Data for processing START

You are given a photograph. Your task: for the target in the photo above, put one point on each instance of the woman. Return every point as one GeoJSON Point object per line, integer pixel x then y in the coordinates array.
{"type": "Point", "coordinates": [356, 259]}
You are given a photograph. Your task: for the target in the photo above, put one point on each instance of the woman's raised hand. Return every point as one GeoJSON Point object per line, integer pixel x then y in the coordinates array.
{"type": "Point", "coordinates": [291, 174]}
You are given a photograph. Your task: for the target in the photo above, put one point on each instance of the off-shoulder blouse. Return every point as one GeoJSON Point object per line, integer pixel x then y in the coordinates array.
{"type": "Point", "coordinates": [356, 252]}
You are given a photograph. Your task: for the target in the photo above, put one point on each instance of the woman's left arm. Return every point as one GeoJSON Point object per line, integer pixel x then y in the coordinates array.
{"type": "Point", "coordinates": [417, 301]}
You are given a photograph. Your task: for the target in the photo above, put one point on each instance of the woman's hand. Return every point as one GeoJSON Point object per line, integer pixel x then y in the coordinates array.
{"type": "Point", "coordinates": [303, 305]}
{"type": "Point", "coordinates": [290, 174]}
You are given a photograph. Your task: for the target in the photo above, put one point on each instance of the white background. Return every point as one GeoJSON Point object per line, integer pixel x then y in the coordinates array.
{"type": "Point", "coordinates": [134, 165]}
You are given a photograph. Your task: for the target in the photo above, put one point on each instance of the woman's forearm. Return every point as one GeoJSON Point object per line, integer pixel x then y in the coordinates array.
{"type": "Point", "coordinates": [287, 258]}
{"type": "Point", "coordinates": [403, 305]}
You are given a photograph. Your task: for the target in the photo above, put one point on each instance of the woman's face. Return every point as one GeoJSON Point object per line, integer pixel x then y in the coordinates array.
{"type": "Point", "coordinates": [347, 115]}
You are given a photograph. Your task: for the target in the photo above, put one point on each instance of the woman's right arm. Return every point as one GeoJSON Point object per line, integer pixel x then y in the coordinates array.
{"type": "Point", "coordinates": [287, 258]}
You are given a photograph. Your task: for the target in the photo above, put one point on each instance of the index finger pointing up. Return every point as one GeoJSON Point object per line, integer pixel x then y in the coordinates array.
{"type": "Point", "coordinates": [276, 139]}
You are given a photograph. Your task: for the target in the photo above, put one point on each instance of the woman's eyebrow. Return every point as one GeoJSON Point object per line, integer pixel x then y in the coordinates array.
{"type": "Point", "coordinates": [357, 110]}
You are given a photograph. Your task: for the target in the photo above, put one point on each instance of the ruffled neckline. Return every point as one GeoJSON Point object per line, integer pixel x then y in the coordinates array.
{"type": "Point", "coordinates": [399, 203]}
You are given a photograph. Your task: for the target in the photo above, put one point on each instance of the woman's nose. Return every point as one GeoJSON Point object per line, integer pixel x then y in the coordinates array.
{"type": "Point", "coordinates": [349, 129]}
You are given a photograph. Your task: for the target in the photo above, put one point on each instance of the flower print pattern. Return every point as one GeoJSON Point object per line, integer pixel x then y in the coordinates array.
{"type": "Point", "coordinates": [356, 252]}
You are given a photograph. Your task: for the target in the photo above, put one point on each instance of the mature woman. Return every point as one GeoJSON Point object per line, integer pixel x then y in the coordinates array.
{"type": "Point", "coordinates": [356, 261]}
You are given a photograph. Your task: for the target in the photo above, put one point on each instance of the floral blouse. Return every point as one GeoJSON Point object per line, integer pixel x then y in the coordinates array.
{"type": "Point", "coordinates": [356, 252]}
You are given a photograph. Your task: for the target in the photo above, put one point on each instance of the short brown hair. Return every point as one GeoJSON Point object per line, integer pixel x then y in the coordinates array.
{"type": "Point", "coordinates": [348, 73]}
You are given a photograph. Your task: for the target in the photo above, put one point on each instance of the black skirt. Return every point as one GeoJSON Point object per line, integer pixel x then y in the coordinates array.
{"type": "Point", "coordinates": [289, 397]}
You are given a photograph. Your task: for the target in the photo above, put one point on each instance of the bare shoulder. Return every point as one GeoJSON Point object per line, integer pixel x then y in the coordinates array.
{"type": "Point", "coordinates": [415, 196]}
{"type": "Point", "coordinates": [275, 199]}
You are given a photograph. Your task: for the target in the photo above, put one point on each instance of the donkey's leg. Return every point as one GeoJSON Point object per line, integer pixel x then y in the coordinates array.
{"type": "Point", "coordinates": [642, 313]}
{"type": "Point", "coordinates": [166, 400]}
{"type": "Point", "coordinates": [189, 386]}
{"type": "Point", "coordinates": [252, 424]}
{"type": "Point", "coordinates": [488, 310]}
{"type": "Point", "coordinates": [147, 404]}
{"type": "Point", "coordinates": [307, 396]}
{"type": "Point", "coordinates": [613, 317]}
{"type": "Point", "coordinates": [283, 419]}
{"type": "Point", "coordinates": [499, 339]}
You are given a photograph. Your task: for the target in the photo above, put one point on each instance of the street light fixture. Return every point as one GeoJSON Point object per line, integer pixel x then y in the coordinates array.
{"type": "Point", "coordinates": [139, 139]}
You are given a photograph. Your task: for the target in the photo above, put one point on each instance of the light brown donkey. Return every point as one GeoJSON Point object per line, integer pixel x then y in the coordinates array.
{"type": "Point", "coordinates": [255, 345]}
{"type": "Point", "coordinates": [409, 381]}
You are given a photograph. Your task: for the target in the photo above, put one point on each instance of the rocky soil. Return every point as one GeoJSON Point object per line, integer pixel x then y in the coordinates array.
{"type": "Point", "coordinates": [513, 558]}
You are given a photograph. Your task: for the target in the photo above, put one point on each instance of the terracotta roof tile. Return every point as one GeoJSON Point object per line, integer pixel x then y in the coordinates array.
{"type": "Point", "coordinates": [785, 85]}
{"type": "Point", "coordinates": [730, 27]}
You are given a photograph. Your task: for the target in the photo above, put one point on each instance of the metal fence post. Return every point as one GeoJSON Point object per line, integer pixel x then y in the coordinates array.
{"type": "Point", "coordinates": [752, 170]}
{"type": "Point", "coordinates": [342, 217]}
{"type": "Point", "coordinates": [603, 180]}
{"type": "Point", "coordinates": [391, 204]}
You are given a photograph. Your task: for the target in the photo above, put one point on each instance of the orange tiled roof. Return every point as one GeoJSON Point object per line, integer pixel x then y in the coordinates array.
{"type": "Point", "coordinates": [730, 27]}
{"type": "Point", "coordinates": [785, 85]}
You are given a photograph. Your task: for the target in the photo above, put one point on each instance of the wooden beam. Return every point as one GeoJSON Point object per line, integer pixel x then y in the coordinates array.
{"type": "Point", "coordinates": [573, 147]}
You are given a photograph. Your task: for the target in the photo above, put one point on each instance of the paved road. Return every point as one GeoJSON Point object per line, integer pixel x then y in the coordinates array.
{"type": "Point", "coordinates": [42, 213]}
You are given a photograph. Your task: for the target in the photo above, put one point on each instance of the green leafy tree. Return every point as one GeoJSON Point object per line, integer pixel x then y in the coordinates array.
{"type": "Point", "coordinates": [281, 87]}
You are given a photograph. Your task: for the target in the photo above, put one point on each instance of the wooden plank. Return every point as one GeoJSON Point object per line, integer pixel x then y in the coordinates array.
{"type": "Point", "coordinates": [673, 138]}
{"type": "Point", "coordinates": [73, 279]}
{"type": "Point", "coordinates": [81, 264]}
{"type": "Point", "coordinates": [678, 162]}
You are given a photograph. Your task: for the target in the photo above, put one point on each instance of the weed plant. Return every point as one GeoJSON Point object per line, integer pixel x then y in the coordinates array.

Data for processing END

Work to complete: Working from the material above, retype it in its entirety without change.

Exercise result:
You are given a photograph. Your task: for the target in the photo above, put one point on each instance of the woman. Return every point as one GeoJSON Point object per line, integer pixel x then y in the coordinates array.
{"type": "Point", "coordinates": [356, 259]}
You are given a photograph. Your task: for the target in the photo above, put one point on each instance of the woman's raised hand. Return every point as one GeoJSON Point object per line, integer pixel x then y in the coordinates array.
{"type": "Point", "coordinates": [291, 174]}
You are given a photograph. Your task: for the target in the photo above, put one point on each instance of the off-shoulder blouse. Return every point as one GeoJSON Point object per line, integer pixel x then y in the coordinates array.
{"type": "Point", "coordinates": [356, 252]}
You are given a photograph. Your task: for the target in the photo above, put one point on each instance of the woman's left arm. Return every point as one GeoJSON Point object per line, integer pixel x then y in the coordinates array.
{"type": "Point", "coordinates": [417, 301]}
You are given a photograph. Your task: for the target in the photo above, put one point on each instance of the woman's hand. Return every point as one GeoJSON Point object per line, integer pixel x then y in the coordinates array.
{"type": "Point", "coordinates": [303, 305]}
{"type": "Point", "coordinates": [290, 174]}
You are given a photograph. Your task: for the target in the photo above, put one point on each instance of the white background. Return every point as one GeoJSON Point object per line, integer pixel x then y in the coordinates array.
{"type": "Point", "coordinates": [134, 165]}
You are given a photograph. Your task: for the target in the photo above, put one point on each instance of the woman's forearm. Return every point as one GeoJSON Point object per line, integer pixel x then y in the coordinates array.
{"type": "Point", "coordinates": [287, 258]}
{"type": "Point", "coordinates": [403, 305]}
You are given a photograph. Your task: for the target in the photo above, put one point on each instance of the woman's face. Return every point as one GeoJSON Point object per line, integer pixel x then y in the coordinates array.
{"type": "Point", "coordinates": [347, 115]}
You are given a photograph. Your task: for the target in the photo above, put one point on each instance of the woman's right arm. Return every point as one GeoJSON Point object per line, integer pixel x then y in the coordinates array.
{"type": "Point", "coordinates": [287, 258]}
You are given a photograph. Your task: for the target in the photo above, put one point on each instance of the index finger pointing up. Return every point as one GeoJSON Point object per line, integer pixel x then y in the coordinates array.
{"type": "Point", "coordinates": [276, 139]}
You are given a photograph. Your task: for the target in the photo above, put one point on each instance of the woman's eyebrow. Return every point as one GeoJSON Point object per line, integer pixel x then y in the coordinates array.
{"type": "Point", "coordinates": [357, 110]}
You are given a photograph. Your task: for the target in the photo above, put one point on each instance of the ruffled neckline. Return every point as one GeoJSON Point object per line, integer pixel x then y in the coordinates array.
{"type": "Point", "coordinates": [399, 203]}
You are given a photograph. Your task: for the target in the photo above, put one point on each instance of the woman's nose. Return every point as one GeoJSON Point object per line, integer pixel x then y in the coordinates array.
{"type": "Point", "coordinates": [349, 129]}
You are given a photograph. Your task: for the target in the photo above, put one point on each instance of the flower print pattern. Return every point as one GeoJSON Point object per line, integer pixel x then y in the coordinates array.
{"type": "Point", "coordinates": [356, 252]}
You are given a photograph. Your task: for the target in the photo above, put one point on each instance of the mature woman. Return every point as one GeoJSON Point object per line, integer pixel x then y in the coordinates array.
{"type": "Point", "coordinates": [356, 261]}
You are given a photograph. Your task: for the target in the photo above, put one point on each instance of the floral blouse. Return every point as one GeoJSON Point object per line, integer pixel x then y in the coordinates array.
{"type": "Point", "coordinates": [356, 252]}
You are given a photograph. Your task: for the target in the photo above, put one point on each instance of the short brown hair. Return every point as one GeoJSON Point object per line, integer pixel x then y in the coordinates array.
{"type": "Point", "coordinates": [348, 73]}
You are given a photograph. Your task: for the target in the photo above, put one point on each instance of the black skirt. Return every point as one GeoJSON Point object per line, integer pixel x then y in the coordinates array.
{"type": "Point", "coordinates": [289, 397]}
You are given a photograph. Your task: for the target in the photo above, put one point on each instance of the bare shoulder. Return every point as one GeoJSON Point object per line, integer pixel x then y in the coordinates array.
{"type": "Point", "coordinates": [415, 196]}
{"type": "Point", "coordinates": [275, 199]}
You are given a photograph. Your task: for the target in the photo above, put one point on each instance of the donkey's leg. Return every point as one GeoJSON Point object per line, integer pixel x then y in the coordinates array.
{"type": "Point", "coordinates": [642, 313]}
{"type": "Point", "coordinates": [166, 400]}
{"type": "Point", "coordinates": [189, 386]}
{"type": "Point", "coordinates": [252, 424]}
{"type": "Point", "coordinates": [488, 310]}
{"type": "Point", "coordinates": [147, 404]}
{"type": "Point", "coordinates": [307, 396]}
{"type": "Point", "coordinates": [613, 317]}
{"type": "Point", "coordinates": [283, 419]}
{"type": "Point", "coordinates": [499, 339]}
You are given a photograph. Your task: for the target in the photo above, put one point on each instance of the street light fixture. Return every point as one GeoJSON Point object per line, integer pixel x then y in the coordinates array.
{"type": "Point", "coordinates": [139, 139]}
You are given a photograph. Your task: for the target in the photo above, put one point on each instance of the light brown donkey. Return every point as one GeoJSON Point object per line, integer pixel x then y in the coordinates array.
{"type": "Point", "coordinates": [255, 345]}
{"type": "Point", "coordinates": [409, 381]}
You are given a photograph. Your task: for the target in the photo above, put one point on each instance of the rocky soil. Return every point as one GeoJSON Point object per line, integer pixel x then y in the coordinates array.
{"type": "Point", "coordinates": [513, 558]}
You are given a photograph. Your task: for the target in the photo above, put one point on each instance of the terracotta roof tile. Return every point as one GeoJSON Point object per line, integer pixel x then y in the coordinates array.
{"type": "Point", "coordinates": [785, 85]}
{"type": "Point", "coordinates": [730, 27]}
You are given a photograph. Your task: for the target in the photo above, put one point on each instance of the metal fence post. Return every point as one GeoJSON Point object per line, integer pixel x then y in the coordinates array.
{"type": "Point", "coordinates": [752, 170]}
{"type": "Point", "coordinates": [342, 217]}
{"type": "Point", "coordinates": [603, 180]}
{"type": "Point", "coordinates": [391, 204]}
You are given a photograph. Your task: for the target in the photo above, put one point on each instance of the orange tiled roof. Return every point as one GeoJSON Point object per line, integer pixel x then y in the coordinates array.
{"type": "Point", "coordinates": [730, 27]}
{"type": "Point", "coordinates": [785, 85]}
You are given a photograph. Your task: for the target in the photo above, put one point on each instance of the wooden beam. Return every point as one GeoJSON Point object per line, integer pixel x then y in the coordinates array.
{"type": "Point", "coordinates": [573, 147]}
You are given a photograph. Your task: for the target in the photo above, put one point on each instance of the paved road. Return every point as one GeoJSON Point object per line, integer pixel x then y in the coordinates array.
{"type": "Point", "coordinates": [42, 213]}
You are given a photograph. Your task: for the target in the photo above, put one point on each instance of the green leafy tree. Return every point as one GeoJSON Point object per line, integer pixel x then y in the coordinates array.
{"type": "Point", "coordinates": [281, 87]}
You are given a photograph. Your task: for the target in the photo above, put one point on each instance of the wooden plank. Return every point as one GeoJSON Point object per line, integer pixel x then y in the coordinates array.
{"type": "Point", "coordinates": [673, 138]}
{"type": "Point", "coordinates": [73, 279]}
{"type": "Point", "coordinates": [81, 264]}
{"type": "Point", "coordinates": [678, 162]}
You are given a photograph. Your task: for the target in the photo above, put one point on each instance of the weed plant. Return every point as one GeoJSON Point object per line, integer pixel x then y in the coordinates array.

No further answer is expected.